What is being asked
Check each statement against the text about East Baltimore's redevelopment: (a) East Baltimore Development Inc. would borrow $85 million to start the second phase; (b) about 500 families will be affected in the second phase; (c) Leslie Lewis only recently moved to the area. Answer yes or no for each, quoting the words of the text that settle it.

Text extract
○ ○ ○ ○ ○ ○ ○

The council is considering a series of bills that would allow East Baltimore Development Inc., the nonprofit organization created by the city to manage the project, to borrow $85 million to begin the second phase of development -- which will include a school, new housing and the renovation of existing rowhouses.

More than a dozen residents turned out to the meeting of the council's taxation and finance committee to discuss their concerns and to urge the city to keep residents in mind as they move forward.

"The residents of East Baltimore have been promised many things over the last few decades," said Leslie Lewis, 41, a lifelong resident of the area who will be relocated for the construction. "There have been other projects that have come through and yet they have all failed. I just wanted to let you see the faces that go along with this bill. ...We deserve to be treated with respect."

EBDI officials say residents have been offered $150,000, on average, to relocate. Those residents are also given priority to move back into the neighborhood once developments are completed. About 300 families will be affected in the second phase.

○ ○ ○ ○ ○ ○ ○

Provided records

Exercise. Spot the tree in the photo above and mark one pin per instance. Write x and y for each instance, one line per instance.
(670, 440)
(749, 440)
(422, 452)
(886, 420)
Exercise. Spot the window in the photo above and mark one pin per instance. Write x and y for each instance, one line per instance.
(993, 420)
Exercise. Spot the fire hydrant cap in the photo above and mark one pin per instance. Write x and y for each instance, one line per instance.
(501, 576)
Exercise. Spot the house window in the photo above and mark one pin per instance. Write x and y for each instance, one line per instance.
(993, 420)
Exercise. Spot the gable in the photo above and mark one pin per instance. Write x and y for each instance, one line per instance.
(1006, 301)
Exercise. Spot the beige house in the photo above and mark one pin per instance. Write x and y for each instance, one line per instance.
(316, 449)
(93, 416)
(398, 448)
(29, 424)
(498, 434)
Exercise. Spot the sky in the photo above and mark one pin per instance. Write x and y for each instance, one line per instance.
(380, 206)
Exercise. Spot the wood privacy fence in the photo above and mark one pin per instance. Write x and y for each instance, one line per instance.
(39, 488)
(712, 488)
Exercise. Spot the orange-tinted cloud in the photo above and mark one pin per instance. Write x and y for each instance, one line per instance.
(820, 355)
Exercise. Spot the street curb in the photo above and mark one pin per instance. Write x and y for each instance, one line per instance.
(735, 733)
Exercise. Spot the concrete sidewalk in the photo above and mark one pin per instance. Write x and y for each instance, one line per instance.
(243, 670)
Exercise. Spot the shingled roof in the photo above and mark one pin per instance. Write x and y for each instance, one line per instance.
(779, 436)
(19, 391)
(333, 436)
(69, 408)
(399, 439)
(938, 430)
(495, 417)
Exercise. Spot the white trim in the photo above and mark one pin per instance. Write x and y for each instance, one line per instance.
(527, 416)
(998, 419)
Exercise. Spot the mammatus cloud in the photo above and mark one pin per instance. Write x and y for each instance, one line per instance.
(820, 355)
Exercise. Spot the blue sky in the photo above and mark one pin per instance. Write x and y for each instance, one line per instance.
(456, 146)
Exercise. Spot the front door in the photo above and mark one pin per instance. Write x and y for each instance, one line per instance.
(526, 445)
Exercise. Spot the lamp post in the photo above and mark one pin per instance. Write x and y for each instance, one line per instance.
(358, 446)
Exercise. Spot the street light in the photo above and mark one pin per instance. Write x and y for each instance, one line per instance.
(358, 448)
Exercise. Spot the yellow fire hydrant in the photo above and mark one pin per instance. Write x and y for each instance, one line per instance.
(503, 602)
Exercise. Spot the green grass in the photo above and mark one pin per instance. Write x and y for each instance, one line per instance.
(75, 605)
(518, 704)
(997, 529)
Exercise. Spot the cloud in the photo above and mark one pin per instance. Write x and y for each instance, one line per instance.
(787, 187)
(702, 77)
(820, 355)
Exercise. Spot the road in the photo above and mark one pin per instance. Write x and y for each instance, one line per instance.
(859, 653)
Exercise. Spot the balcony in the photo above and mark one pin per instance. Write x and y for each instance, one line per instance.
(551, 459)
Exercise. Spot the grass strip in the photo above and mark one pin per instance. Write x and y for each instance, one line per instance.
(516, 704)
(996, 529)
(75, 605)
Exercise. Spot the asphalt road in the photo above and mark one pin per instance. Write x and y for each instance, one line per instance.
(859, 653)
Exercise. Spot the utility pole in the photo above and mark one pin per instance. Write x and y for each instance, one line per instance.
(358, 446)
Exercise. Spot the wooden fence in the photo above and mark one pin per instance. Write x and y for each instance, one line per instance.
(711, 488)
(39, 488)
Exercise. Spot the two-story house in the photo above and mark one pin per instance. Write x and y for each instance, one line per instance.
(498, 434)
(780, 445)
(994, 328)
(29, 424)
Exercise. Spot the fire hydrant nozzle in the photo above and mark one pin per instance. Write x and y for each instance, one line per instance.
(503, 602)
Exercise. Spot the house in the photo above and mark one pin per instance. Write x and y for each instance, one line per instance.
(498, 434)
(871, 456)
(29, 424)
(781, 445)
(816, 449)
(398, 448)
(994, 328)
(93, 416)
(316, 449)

○ ○ ○ ○ ○ ○ ○

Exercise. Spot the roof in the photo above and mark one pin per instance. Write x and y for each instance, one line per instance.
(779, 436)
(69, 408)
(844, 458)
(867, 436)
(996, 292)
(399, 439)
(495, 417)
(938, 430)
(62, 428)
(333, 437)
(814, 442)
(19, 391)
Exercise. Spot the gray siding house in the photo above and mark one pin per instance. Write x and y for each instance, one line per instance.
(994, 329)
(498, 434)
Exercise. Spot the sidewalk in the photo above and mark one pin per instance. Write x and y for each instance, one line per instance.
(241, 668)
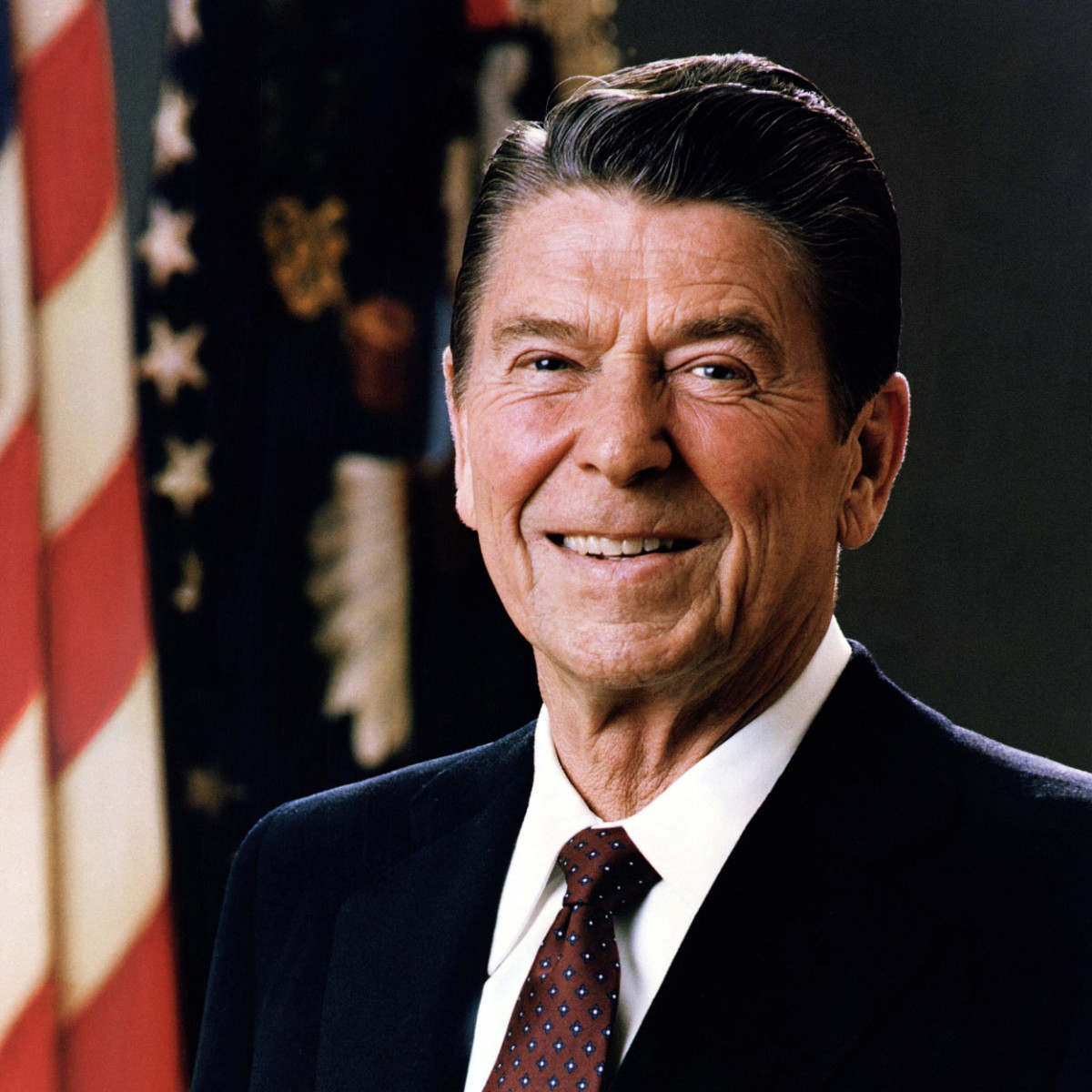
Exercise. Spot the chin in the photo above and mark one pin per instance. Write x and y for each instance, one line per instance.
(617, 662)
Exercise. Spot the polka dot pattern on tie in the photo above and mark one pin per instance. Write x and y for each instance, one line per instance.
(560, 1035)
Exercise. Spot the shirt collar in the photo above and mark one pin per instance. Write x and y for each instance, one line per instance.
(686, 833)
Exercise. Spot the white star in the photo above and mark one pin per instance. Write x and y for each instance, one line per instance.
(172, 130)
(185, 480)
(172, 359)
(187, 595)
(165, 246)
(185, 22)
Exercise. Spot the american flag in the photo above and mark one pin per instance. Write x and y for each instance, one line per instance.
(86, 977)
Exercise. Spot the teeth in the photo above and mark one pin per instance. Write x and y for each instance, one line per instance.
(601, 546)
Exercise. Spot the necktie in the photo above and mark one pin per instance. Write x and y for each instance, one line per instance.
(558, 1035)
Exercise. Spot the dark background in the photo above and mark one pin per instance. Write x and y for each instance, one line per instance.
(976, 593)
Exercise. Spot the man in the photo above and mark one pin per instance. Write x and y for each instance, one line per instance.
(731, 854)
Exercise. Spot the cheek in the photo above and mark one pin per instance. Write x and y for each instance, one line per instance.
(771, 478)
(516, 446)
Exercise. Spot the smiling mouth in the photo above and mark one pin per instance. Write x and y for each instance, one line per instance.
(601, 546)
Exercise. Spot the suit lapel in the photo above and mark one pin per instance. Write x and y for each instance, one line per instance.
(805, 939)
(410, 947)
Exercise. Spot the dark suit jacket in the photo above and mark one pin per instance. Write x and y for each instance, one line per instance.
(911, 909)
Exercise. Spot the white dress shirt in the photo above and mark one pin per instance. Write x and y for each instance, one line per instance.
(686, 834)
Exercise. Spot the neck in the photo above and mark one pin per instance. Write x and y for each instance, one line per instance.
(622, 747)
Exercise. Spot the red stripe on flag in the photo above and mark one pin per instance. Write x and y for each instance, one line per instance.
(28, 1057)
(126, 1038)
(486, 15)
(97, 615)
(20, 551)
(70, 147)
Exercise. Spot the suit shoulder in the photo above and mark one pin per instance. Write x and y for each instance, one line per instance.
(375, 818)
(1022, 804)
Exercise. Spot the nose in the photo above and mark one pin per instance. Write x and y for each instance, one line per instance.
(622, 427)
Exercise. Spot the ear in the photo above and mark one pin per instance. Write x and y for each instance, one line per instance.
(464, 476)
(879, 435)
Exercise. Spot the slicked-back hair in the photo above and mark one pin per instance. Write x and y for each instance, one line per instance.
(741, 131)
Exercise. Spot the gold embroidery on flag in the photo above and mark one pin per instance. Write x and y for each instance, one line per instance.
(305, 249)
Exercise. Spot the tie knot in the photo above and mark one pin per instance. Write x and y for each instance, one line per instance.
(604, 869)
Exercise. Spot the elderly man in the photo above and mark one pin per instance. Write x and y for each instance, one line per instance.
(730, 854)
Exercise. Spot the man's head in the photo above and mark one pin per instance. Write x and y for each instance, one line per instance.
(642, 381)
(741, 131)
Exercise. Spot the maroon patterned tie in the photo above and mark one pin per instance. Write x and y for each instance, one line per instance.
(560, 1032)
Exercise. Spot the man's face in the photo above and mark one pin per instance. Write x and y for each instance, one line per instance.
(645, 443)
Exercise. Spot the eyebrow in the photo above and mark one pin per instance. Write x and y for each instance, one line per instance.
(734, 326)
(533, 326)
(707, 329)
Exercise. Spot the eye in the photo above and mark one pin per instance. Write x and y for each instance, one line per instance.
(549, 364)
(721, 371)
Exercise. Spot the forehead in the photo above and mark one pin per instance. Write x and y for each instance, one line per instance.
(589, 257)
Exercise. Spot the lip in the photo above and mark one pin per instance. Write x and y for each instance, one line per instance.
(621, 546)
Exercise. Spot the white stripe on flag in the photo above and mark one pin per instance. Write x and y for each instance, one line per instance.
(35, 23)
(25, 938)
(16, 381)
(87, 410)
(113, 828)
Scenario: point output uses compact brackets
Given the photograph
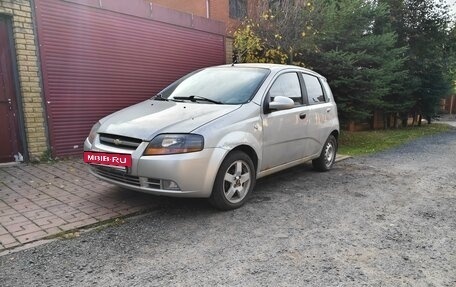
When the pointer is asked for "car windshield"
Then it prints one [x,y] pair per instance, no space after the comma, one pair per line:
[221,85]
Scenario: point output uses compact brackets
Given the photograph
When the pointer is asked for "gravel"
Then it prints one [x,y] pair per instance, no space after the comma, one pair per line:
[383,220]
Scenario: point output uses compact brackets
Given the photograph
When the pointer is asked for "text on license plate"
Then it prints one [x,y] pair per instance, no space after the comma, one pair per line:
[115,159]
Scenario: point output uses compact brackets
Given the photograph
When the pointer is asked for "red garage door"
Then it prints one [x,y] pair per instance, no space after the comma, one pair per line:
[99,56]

○ ○ ○ ○ ○ ○ ○

Completed exercise
(a) Yes: "to borrow $85 million to begin the second phase of development"
(b) No: "About 300 families will be affected in the second phase."
(c) No: "a lifelong resident of the area"